## Exercise input
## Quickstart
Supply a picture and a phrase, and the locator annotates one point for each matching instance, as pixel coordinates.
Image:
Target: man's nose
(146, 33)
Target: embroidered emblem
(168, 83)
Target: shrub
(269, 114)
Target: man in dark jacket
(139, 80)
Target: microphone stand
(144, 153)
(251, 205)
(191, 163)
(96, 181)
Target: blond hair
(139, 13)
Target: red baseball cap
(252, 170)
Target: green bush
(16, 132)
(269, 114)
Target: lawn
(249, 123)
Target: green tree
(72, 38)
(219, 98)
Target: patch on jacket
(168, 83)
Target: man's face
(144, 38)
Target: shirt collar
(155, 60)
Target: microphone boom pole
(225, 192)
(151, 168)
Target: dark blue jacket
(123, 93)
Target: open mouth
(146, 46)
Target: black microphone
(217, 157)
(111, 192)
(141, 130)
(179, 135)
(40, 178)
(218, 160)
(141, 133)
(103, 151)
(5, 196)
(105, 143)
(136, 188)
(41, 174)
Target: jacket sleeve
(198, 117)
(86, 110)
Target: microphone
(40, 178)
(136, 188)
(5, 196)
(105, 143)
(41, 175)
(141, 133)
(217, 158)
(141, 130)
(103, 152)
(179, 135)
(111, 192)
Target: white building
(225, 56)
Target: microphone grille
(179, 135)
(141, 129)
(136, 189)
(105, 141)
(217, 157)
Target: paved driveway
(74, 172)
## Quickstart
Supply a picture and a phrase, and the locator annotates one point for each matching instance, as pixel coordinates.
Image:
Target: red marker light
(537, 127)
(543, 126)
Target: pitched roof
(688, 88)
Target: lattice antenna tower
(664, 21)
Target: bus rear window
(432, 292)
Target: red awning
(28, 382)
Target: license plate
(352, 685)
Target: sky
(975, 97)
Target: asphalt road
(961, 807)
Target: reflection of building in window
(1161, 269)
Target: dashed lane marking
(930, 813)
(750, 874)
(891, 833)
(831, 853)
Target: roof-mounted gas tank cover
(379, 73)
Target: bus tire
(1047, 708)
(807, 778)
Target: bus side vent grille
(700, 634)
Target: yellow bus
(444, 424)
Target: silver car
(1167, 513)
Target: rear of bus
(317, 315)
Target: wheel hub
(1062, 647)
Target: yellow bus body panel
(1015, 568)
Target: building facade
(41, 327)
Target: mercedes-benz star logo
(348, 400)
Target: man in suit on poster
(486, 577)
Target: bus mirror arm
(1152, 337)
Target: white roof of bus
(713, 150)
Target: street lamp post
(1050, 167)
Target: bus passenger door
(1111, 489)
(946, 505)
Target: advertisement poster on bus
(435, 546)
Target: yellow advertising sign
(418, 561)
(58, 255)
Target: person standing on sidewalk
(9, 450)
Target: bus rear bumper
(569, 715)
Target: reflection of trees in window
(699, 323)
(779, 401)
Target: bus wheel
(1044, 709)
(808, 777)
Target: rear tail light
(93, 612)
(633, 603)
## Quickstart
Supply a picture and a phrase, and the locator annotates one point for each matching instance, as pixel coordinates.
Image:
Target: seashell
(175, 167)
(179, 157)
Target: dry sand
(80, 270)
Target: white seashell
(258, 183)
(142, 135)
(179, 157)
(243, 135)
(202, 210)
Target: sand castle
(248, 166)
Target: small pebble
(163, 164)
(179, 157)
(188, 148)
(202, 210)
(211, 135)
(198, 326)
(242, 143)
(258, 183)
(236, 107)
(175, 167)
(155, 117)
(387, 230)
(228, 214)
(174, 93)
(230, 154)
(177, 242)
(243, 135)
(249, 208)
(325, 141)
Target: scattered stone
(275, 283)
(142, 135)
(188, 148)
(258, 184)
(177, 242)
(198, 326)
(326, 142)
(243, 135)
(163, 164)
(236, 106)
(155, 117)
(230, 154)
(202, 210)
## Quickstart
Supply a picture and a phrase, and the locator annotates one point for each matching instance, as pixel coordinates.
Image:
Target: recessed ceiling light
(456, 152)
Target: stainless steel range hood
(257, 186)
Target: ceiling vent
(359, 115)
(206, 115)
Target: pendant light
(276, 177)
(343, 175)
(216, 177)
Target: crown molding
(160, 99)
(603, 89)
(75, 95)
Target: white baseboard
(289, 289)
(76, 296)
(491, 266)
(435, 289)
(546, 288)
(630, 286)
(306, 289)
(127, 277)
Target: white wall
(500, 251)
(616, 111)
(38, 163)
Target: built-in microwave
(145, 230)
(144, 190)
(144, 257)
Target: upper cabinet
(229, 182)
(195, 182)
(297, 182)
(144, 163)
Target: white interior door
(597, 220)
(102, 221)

## Aim of the exercise
Copy out the material above in full.

## Task result
## Quickstart
Supply a picture and a phrase, and the locator annotates one point for each matching instance, as pixel coordinates.
Image:
Target: man's nose
(146, 33)
Target: embroidered emblem
(168, 83)
Target: shrub
(269, 114)
Target: man in dark jacket
(139, 80)
Target: microphone stand
(144, 153)
(251, 205)
(191, 163)
(96, 181)
Target: blond hair
(139, 13)
Target: red baseball cap
(252, 170)
Target: green bush
(16, 132)
(269, 114)
Target: lawn
(249, 123)
Target: green tree
(72, 38)
(219, 98)
Target: patch on jacket
(168, 83)
Target: man's face
(144, 38)
Target: shirt collar
(155, 60)
Target: microphone boom pole
(225, 192)
(151, 168)
Target: dark blue jacket
(123, 93)
Target: open mouth
(146, 46)
Target: black microphone
(217, 157)
(111, 192)
(141, 130)
(179, 135)
(40, 178)
(218, 160)
(141, 133)
(103, 151)
(5, 196)
(105, 143)
(136, 188)
(41, 174)
Target: jacket sleeve
(198, 117)
(86, 110)
Target: microphone
(40, 178)
(136, 188)
(5, 196)
(105, 143)
(41, 175)
(141, 133)
(217, 158)
(141, 130)
(103, 152)
(179, 135)
(111, 192)
Target: white building
(225, 56)
Target: microphone grille
(179, 135)
(141, 129)
(136, 189)
(105, 141)
(217, 157)
Target: paved driveway
(74, 172)
## Quickstart
Supply a picture and a phrase, and the locator annotates one point for each matching instance, as pixel coordinates.
Image:
Target: red marker light
(537, 127)
(543, 126)
Target: pitched roof
(688, 88)
Target: lattice antenna tower
(664, 21)
Target: bus rear window
(432, 292)
Target: red awning
(28, 382)
Target: license plate
(352, 685)
Target: sky
(975, 97)
Target: asphalt road
(961, 807)
Target: reflection of building in window
(1161, 269)
Target: dashed lane marking
(930, 813)
(750, 874)
(891, 833)
(831, 853)
Target: roof-mounted gas tank cover
(379, 73)
Target: bus tire
(1047, 708)
(807, 778)
Target: bus side vent grille
(700, 634)
Target: yellow bus
(444, 424)
Target: silver car
(1167, 513)
Target: rear of bus
(317, 315)
Target: wheel hub
(1062, 647)
Target: yellow bus body panel
(1015, 568)
Target: building facade
(41, 327)
Target: mercedes-benz star logo
(348, 400)
Target: man in suit on poster
(486, 577)
Target: bus mirror arm
(1152, 337)
Target: white roof of bus
(713, 150)
Target: street lamp post
(1050, 167)
Target: bus passenger door
(1111, 489)
(946, 505)
Target: advertisement poster on bus
(435, 546)
Target: yellow advertising sign
(418, 561)
(58, 255)
Target: person standing on sidewalk
(9, 450)
Target: bus rear bumper
(569, 715)
Target: reflection of trees in window
(699, 323)
(779, 401)
Target: bus wheel
(1044, 709)
(808, 777)
Target: rear tail light
(93, 612)
(633, 603)
## Quickstart
Supply a picture and a phrase, and the locator annotates one point for each matching instance, as pixel coordinates.
Image:
Target: seashell
(175, 167)
(179, 157)
Target: dry sand
(80, 270)
Target: white seashell
(258, 183)
(142, 135)
(179, 157)
(243, 135)
(202, 210)
Target: sand castle
(248, 166)
Target: small pebble
(163, 164)
(179, 157)
(188, 148)
(202, 210)
(211, 135)
(198, 326)
(242, 143)
(258, 183)
(236, 107)
(175, 167)
(155, 117)
(387, 230)
(228, 214)
(174, 93)
(230, 154)
(177, 242)
(243, 135)
(249, 208)
(325, 141)
Target: scattered stone
(275, 283)
(142, 135)
(188, 148)
(258, 184)
(177, 242)
(198, 326)
(326, 142)
(243, 135)
(163, 164)
(236, 106)
(155, 117)
(230, 154)
(202, 210)
## Quickstart
Supply a picture and a phrase, and the locator annotates one point for each matching instance, as pixel coordinates.
Image:
Target: recessed ceiling light
(456, 152)
Target: stainless steel range hood
(257, 186)
Target: ceiling vent
(359, 115)
(206, 115)
Target: pendant light
(276, 177)
(343, 175)
(216, 177)
Target: crown molding
(160, 99)
(603, 89)
(75, 95)
Target: white baseboard
(289, 289)
(76, 296)
(491, 266)
(435, 289)
(546, 288)
(630, 286)
(306, 289)
(127, 277)
Target: white wall
(500, 251)
(616, 111)
(38, 163)
Target: built-in microwave
(145, 230)
(144, 190)
(144, 257)
Target: upper cabinet
(229, 182)
(195, 182)
(297, 182)
(144, 163)
Target: white interior door
(597, 220)
(102, 221)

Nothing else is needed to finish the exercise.